Annual Derby Day
139 years of rivalry and friendship
“Friendships born on the field of athletic strife are the real gold of competition. Awards become corroded, friends gather no dust” – Jessie Owens
Following on from the first part of the history of Derby Day, we present part two of the intriguing story behind our two clubs rivalry.
1976 to 1985
The decade of 1976 to 1985 saw a period in derby day history that was largely dominated by Villager with 8 wins for Village and 2 for Hamiltons with the biggest win coming Villagers’ way with a 60-6 victory in the 1976 edition. The report from the game read:
“With ‘HO’ de Villiers off sick, Mome du Plessis captained the side that, on paper, was expected to out class their opponents. The Hammies pack offered tenacious resistance, before the Brooksiders gradually gained the upper hand, scoring a try in each half. Kobus Immelman drove over in the corner for their first-half try,while winger Ian Abernathy, scored under the posts in the second-half, after the try was set up from a dummy by fly- half Chris Burger, who converted both tries and scored two penalty goals.”
This period in derby history was a stellar one with Morne Du Plessis, the Villager captain at the time, being elected as the Springbok captain in ‘76. As scribed in the Villager annals and quoted by club secretary, Chris Shutte, at the time:
“It was with a sense of tremendous pride that the Club was to learn of the election of Morne Du Plessis as both Springbok and Western Province captain for the series, the first “Villager” Springbok Captain since 1931, when the great flyhalf Bennie Osler achieved the distinction.” Morne captained the Boks with distinction for the next 3 years.
In 1977 in what must have been one of the best comeback’s in derby history, following their demolition in 1976, Hammies came out firing and almost shocked the favourites Villager. In the end Villager won 12-9.
“The newspaper reports that Villager, coached by Morne du Plessis, were well matched at forward by a fiery Hamilton pack that was one of the best seen in years. They were well lead by their outstanding captain, Gideon Hitchcock. Kobus Immelman did well for Villager in the line-outs, but with Derek Kohler having a difficult game at fly-half, the Brookside back-line made many costly errors, with poor handling and forward passes at crucial moments that would bring promising movements to a fruitless end.
The second half was marred by heated exchanges and referee, Alan Hirschberg, had his hands full. A penalty goal in the last seconds of the match enabled Villager to snatch a thrilling victory. No record was kept of the scorers on either side.”
On a rather sad note the decade also witnessed the retirement of the great HO de Villiers in 1978. HO livened up many a derby with his open style of rugby which for time was almost unheard of. As quoted from the annual report from that year:
“The courage which he (HO) has displayed thoughout his career enabled him to continue playing when other would have long since hung up their boots. His deep love of the game drove him to limits which most people are not aware of but in due course of which he brought great credit and honour to his team and the Club.” HO kept giving back by becoming the 1st team coach the following year.
+++
Write out the passage of the Derby Day history starting at "The second half" and ending at "the following year.". You won't need the material.

Entries shown:
+++
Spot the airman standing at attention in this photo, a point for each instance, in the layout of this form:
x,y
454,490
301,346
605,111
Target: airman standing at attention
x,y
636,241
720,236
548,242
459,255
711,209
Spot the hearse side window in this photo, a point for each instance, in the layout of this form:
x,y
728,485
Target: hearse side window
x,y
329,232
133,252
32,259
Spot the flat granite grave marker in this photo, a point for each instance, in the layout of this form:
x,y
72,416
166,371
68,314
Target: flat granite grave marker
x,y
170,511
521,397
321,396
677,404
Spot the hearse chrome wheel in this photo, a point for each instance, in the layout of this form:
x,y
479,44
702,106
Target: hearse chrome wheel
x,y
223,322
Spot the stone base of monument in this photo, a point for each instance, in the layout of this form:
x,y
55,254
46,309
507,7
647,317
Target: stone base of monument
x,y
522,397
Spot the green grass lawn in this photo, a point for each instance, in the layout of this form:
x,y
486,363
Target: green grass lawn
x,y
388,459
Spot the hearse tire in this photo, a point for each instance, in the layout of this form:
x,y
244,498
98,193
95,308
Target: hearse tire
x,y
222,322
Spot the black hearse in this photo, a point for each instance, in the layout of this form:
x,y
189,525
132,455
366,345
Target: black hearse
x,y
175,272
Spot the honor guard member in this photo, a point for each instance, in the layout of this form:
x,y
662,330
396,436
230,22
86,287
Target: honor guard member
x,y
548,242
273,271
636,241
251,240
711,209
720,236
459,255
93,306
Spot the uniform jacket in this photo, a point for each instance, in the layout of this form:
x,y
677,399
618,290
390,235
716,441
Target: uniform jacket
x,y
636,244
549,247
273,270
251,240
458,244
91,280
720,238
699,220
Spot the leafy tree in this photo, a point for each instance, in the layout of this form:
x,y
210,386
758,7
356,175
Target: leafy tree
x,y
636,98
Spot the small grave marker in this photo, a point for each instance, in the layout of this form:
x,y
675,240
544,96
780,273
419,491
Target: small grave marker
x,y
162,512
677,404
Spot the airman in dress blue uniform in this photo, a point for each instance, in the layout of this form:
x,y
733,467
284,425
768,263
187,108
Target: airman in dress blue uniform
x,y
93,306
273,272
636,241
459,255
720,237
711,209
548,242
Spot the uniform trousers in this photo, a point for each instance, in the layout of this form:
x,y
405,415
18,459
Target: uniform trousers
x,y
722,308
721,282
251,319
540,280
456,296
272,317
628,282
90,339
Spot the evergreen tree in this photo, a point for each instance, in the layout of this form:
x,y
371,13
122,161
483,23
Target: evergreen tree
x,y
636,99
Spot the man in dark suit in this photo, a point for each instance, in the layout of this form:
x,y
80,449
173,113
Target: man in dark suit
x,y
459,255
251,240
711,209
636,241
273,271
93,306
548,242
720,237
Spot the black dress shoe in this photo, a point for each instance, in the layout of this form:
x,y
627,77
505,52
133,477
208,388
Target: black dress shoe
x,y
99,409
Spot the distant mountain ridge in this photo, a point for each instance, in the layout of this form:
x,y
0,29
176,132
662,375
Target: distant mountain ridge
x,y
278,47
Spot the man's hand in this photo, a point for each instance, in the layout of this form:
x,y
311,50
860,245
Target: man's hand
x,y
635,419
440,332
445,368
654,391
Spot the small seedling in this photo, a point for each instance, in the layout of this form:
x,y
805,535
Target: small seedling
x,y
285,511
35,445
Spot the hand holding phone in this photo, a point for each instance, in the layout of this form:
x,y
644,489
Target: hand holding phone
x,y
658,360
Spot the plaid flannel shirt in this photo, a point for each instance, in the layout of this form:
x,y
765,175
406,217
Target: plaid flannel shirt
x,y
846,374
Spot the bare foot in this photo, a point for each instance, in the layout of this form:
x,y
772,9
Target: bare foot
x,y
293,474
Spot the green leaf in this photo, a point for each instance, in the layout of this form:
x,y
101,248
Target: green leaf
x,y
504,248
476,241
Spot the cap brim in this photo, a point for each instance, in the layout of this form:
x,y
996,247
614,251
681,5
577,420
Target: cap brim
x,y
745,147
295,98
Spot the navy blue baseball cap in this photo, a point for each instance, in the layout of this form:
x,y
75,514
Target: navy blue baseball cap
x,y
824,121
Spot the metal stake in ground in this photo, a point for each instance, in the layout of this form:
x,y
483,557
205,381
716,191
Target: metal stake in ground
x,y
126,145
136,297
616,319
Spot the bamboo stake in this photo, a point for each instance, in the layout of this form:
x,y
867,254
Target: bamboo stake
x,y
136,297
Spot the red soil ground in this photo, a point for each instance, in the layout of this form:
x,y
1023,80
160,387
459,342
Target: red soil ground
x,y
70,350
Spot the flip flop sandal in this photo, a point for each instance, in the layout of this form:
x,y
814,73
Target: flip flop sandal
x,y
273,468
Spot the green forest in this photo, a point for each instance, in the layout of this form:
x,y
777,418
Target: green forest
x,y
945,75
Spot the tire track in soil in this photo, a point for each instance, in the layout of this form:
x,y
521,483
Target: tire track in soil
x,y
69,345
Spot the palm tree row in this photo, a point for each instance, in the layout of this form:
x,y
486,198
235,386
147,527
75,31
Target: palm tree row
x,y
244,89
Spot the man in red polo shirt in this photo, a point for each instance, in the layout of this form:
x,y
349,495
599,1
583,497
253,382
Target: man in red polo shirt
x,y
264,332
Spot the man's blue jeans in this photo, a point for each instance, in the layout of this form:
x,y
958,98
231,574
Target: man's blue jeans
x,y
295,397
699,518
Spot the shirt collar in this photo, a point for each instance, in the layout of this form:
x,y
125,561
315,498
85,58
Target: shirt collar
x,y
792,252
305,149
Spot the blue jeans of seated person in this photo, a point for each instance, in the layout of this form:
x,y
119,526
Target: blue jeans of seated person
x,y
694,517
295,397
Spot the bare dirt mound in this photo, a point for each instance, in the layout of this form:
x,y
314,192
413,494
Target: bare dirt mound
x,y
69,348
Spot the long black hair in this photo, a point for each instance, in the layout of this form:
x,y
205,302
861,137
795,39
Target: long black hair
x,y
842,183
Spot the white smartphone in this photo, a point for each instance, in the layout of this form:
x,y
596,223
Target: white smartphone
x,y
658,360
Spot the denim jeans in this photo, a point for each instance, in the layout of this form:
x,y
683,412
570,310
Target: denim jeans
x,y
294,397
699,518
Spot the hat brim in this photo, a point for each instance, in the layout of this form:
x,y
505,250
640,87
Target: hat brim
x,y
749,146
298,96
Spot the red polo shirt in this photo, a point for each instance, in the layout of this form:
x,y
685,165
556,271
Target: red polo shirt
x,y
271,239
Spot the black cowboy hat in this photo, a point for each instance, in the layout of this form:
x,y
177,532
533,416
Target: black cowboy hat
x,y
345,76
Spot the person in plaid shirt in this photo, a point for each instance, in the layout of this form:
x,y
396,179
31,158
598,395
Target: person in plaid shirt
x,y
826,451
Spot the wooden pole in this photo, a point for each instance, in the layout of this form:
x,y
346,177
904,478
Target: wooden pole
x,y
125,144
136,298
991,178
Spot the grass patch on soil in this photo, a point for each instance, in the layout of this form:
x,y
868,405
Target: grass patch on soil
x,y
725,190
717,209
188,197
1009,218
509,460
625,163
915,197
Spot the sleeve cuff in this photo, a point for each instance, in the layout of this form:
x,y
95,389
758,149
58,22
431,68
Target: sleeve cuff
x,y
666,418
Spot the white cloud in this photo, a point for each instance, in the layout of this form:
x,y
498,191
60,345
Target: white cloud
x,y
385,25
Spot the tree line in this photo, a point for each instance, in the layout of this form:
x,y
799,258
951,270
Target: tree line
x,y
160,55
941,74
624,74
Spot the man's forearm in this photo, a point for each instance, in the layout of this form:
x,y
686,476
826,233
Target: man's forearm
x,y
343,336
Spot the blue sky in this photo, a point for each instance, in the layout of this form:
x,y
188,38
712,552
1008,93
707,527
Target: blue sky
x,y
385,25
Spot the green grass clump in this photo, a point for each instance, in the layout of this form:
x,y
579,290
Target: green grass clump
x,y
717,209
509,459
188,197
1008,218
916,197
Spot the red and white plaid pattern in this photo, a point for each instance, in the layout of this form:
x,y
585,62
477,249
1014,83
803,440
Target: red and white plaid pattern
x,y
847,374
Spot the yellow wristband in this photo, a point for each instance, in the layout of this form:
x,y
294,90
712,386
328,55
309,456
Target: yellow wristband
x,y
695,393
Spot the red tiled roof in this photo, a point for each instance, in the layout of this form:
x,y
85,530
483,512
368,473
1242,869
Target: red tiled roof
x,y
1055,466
+++
Written solution:
The second half was marred by heated exchanges and referee, Alan Hirschberg, had his hands full. A penalty goal in the last seconds of the match enabled Villager to snatch a thrilling victory. No record was kept of the scorers on either side.”
On a rather sad note the decade also witnessed the retirement of the great HO de Villiers in 1978. HO livened up many a derby with his open style of rugby which for time was almost unheard of. As quoted from the annual report from that year:
“The courage which he (HO) has displayed thoughout his career enabled him to continue playing when other would have long since hung up their boots. His deep love of the game drove him to limits which most people are not aware of but in due course of which he brought great credit and honour to his team and the Club.” HO kept giving back by becoming the 1st team coach the following year.